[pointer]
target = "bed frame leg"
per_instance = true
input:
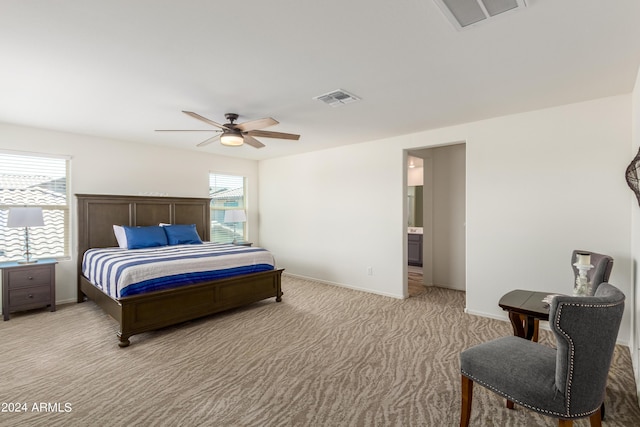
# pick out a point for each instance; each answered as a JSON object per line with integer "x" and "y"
{"x": 124, "y": 341}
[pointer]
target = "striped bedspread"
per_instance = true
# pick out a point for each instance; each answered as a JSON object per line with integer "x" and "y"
{"x": 125, "y": 272}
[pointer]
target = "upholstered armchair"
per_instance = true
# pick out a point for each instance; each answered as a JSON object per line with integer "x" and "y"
{"x": 565, "y": 383}
{"x": 602, "y": 266}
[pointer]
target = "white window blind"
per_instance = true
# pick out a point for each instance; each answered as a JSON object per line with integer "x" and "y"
{"x": 227, "y": 192}
{"x": 32, "y": 180}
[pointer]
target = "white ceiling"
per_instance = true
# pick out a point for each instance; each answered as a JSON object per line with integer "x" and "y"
{"x": 123, "y": 68}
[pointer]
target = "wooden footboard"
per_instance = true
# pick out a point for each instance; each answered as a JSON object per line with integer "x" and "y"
{"x": 147, "y": 312}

WHAT YOU WILL DO
Check each line above for "white" and return the ones that have it.

RESULT OF THIS TASK
target = "white window blind"
target = "white ceiling"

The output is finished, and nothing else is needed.